Hi vista9 and welcome to TSG.

Click View>Current View and make sure "Show all messages" has a check next to it.


----------



## vista9 (Aug 2, 2011)

There is a check mark next to show all messages and the messages are not in the trash or in another folder.


----------



## throoper (Jan 20, 2007)

To be sure the information for that setting is correctly entered in the Registry, check one of the other options and restart OE. 
Recheck "Show all messages" again and another restart of OE.
I'm guessing that's not the problem as it's too simple and easy to fix but it should be tried.

Next thing would be to see if the messages are actually in the datafile (DBX).
Download MailView HERE and open the Inbox.dbx (and any other folders that aren't displaying messages but should contain some) with it.
If they show up in MailView we'll know it's a display problem with OE.
Please post the results.


----------



## vista9 (Aug 2, 2011)

I didn't understand the instructions: "be sure the information for that setting is correctly entered in the Registry, check one of the other options and restart OE" So, I skipped that part and went right to the MailView program. Thank you so much for the link. I opened the MailView program and opened Inbox.dbx. The mail from 8/2/11 (yesterday) do not show up in MailView. The last messages are from 8/1/11 (before the problem happened). I asked my ISP if they could resend all messages from 8/2/11 and they said once it leaves their servers, they don't save them. I would like to retrieve the messages.Thank you for supplying the MailView program, I'm sure it will come in handy another day.


----------



## throoper (Jan 20, 2007)

I just meant to set View>Current view to one of the other choices besides "Show all messages", but it's a moot point if the messages aren't in the DBX file. That means they are either being deleted on receipt or not being written to the file.

Look to see if you have any Message Rules or Blocks on incoming mail.
Click Tools>Message Rules>Blocked Senders List.
A window should pop up with a Blocked Senders tab and a Mail Rules tab. 
If there's nothing on either tab that would cause this, I would suspect an Inbox problem.

To help me form a plan for dealing with an Inbox problem, I have a couple questions.

1: Do you store mail in your Inbox (leave it there instead of moving it to other folders)?
2: Do you leave messages on the server (are they still there if you log in to the website)?
3: Is this a POP mail account from your ISP and not a Gmail account?


----------



## vista9 (Aug 2, 2011)

There wasn't anything entered in any of the blocked senders tabs.

1. I do move email from the Inbox to other folders. I do this manually. I tend to not delete messages and am a pack rat. I sent myself several messages on 8/2/11 (one of them had the subject: Persnikedy) and then did a search and OE couldn't find the message. The odd thing is that I remember getting a few messages on 8/2/11 because I replied to one and forwarded another, but the original inbox messages have disappeared and are no longer around. There is plenty of mail in my Deleted Items folder (sometimes I do actually delete stuff) but nothing from 8/2/11 or after 7/25/11.

2. I don't leave messages on the server. Right now, to read mail, I have disabled OE from automatically downloading mesgs, and I am reading my email from the web.

3. This is a POP mail account from my ISP and not a Gmail account.

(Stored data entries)
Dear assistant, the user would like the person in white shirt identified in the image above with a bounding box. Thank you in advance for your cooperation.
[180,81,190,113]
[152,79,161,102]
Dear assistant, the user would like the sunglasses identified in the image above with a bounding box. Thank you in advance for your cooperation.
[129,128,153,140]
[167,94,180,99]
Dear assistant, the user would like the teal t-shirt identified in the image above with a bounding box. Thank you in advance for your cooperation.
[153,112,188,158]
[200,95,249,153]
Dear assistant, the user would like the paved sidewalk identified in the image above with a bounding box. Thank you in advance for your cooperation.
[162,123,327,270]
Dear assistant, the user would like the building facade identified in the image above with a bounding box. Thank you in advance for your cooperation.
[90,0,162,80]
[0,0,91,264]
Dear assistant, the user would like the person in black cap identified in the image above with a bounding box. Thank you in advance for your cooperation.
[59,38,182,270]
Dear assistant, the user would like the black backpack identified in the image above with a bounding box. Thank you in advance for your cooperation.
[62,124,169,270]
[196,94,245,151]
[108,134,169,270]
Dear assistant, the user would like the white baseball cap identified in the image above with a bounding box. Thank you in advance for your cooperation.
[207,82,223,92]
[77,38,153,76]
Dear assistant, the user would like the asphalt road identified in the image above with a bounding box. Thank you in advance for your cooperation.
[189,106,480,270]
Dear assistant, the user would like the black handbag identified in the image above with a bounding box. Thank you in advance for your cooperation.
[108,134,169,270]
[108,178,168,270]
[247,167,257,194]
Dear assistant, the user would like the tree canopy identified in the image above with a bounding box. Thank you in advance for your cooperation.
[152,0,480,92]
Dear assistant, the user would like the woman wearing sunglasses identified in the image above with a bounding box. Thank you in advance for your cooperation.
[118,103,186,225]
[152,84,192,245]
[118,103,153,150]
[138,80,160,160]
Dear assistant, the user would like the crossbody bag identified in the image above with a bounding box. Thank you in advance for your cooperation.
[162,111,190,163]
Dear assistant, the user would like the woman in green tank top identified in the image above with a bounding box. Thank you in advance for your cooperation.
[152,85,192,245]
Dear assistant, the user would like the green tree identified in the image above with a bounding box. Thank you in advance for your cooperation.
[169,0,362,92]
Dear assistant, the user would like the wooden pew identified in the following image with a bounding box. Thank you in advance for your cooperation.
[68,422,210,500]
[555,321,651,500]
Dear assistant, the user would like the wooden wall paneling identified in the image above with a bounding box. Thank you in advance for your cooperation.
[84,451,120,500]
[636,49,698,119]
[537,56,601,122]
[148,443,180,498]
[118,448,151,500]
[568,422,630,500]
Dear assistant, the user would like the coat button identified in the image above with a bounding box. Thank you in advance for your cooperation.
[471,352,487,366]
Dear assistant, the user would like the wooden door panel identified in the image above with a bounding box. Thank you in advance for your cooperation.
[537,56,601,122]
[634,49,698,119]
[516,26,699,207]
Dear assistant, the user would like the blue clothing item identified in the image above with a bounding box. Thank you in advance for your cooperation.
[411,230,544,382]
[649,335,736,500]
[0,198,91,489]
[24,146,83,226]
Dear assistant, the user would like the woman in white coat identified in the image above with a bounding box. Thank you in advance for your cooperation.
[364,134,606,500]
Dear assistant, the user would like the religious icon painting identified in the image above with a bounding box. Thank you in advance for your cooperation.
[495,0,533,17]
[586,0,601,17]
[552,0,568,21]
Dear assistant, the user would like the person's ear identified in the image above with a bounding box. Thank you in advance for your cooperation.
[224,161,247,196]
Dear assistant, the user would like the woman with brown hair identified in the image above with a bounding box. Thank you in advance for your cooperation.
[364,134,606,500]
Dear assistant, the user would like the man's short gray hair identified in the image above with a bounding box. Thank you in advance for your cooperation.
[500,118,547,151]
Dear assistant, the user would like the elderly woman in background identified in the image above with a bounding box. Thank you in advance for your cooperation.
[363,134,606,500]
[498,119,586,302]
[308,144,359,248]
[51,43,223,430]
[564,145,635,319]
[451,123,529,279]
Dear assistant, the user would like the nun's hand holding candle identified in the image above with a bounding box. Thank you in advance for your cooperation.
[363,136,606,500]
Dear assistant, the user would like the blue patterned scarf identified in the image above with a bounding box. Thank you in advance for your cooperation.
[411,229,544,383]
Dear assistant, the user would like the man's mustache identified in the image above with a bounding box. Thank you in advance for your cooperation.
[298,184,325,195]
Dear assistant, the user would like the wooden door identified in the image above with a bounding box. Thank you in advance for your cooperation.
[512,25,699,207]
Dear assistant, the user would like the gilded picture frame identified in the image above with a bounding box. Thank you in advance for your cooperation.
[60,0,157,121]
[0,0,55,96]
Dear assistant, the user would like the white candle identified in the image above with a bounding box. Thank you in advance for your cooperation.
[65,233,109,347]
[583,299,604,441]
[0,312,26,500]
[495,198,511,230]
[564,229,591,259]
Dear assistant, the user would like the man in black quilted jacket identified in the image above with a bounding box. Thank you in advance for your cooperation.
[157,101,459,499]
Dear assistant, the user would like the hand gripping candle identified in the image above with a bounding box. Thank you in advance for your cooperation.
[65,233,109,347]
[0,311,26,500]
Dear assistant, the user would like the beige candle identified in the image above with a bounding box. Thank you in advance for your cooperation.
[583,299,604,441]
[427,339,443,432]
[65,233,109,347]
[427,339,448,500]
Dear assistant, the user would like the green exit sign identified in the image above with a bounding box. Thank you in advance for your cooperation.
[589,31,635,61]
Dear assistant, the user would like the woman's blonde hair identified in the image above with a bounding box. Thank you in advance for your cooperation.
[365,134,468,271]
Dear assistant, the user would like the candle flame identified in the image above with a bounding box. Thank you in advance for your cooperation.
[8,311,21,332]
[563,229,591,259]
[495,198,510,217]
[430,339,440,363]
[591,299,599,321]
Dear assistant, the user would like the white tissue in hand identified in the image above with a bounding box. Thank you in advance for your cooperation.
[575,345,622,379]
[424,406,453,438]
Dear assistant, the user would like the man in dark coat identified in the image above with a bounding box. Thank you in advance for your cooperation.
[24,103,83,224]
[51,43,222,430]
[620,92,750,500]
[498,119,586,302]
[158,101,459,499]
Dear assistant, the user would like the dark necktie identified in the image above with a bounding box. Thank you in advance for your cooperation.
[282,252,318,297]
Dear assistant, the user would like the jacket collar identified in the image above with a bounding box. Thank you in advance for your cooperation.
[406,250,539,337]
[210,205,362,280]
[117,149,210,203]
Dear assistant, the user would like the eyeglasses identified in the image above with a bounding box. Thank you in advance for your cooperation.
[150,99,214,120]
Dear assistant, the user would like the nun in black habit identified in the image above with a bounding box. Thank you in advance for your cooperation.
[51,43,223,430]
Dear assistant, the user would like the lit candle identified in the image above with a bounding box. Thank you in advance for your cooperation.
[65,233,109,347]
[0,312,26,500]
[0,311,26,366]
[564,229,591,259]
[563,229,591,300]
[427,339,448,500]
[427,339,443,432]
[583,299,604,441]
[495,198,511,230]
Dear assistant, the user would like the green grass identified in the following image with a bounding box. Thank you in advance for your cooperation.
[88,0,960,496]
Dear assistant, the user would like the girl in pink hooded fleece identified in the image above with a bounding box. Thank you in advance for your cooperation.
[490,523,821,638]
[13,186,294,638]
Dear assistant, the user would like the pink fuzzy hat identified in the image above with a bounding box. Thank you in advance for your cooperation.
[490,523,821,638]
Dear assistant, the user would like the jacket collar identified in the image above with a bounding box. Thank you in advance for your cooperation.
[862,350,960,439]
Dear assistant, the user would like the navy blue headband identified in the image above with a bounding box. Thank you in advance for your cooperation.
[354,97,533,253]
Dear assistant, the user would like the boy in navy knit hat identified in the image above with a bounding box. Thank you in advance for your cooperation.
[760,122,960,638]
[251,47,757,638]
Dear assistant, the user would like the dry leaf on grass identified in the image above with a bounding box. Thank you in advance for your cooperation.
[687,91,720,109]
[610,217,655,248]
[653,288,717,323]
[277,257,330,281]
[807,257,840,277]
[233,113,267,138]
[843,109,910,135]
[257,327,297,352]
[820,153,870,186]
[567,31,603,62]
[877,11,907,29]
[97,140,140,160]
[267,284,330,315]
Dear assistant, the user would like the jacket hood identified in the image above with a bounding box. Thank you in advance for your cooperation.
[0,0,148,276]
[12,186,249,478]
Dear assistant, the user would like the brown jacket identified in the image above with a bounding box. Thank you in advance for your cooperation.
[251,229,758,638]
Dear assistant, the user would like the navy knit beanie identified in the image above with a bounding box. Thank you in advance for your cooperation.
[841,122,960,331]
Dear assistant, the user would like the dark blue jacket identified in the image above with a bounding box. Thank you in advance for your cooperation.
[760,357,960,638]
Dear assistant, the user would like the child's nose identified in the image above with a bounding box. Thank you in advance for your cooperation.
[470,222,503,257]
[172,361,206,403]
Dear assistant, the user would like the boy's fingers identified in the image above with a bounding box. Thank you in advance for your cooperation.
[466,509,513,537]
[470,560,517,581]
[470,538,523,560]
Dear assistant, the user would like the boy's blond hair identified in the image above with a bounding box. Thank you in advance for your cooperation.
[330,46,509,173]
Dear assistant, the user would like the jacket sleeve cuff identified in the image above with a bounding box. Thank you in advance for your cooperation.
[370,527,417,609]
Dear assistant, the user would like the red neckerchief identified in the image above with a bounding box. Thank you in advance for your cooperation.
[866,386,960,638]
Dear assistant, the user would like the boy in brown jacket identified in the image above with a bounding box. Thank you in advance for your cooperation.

Problems and tasks ::
1 – Answer these questions about the forum thread on missing email messages:
(a) Which menu path does the first reply give for checking "Show all messages"?
(b) Which program is suggested for opening Inbox.dbx?
(c) What did the ISP say when asked to resend the messages from 8/2/11?
2 – Update the forum thread on missing email messages from "There is a check" up to and including "and restart OE.", putting "Recycle Bin" in place of "trash".
3 – Carry the forum thread on missing email messages further from the point where it stops.

The results ::
1 –
(a) View>Current View
(b) MailView
(c) Once messages leave their servers, they don't save them.

2 –
There is a check mark next to show all messages and the messages are not in the Recycle Bin or in another folder.


----------



## throoper (Jan 20, 2007)

To be sure the information for that setting is correctly entered in the Registry, check one of the other options and restart OE.

3 –
Thank you for taking the time to help me with this mysterious problem. Perhaps I should try going back in time using a prior restore date?


----------



## throoper (Jan 20, 2007)

First thing to do is open the OE Message Store folder.

You need to have Hidden files and Folders showing.
At the *top of any folder*(My Documents for example) click *Tools>Folder Options>View tab*.
Scroll down the list and place a check next to "*Show Hidden Files and Folders*" then click Apply and OK.

In OE
Click on *Tools>Options>Maintenance tab>Store Folder*.
On the Store Location box, highlight the address by pressing the Tab key on your keyboard.
Press *Control+C* (both at the same time) to copy the address to the clipboard.
Click Cancel on all boxes and close OE.

Click on *Start>Run.*
Press *Control+V *(both at the same time) to paste the address into the command line and click OK.
The *Store Folder* containing all the *DBX files* should open.

Make a quick backup of the DBX files.
Click *Edit>Select All*.
Click *Edit>Copy*
Go to the *Desktop* and right click an empty area.
Select *New>Folder* from the menu. Name it Mailbackup.
Open Mailbackup and click *Edit>Paste*.
There should now be a copy of everything that was in the Message Store in the folder Mailbackup. This will not only be an emergency backup, but a source for Import which you'll do shortly.
Close Mailbackup.

In the *Message Store folder*, *DELETE* the files* Inbox.dbx* and *pop3uidl.dbx*

Open OE.
Any messages that may still be on the server should download to the Inbox when you click Send/Receive.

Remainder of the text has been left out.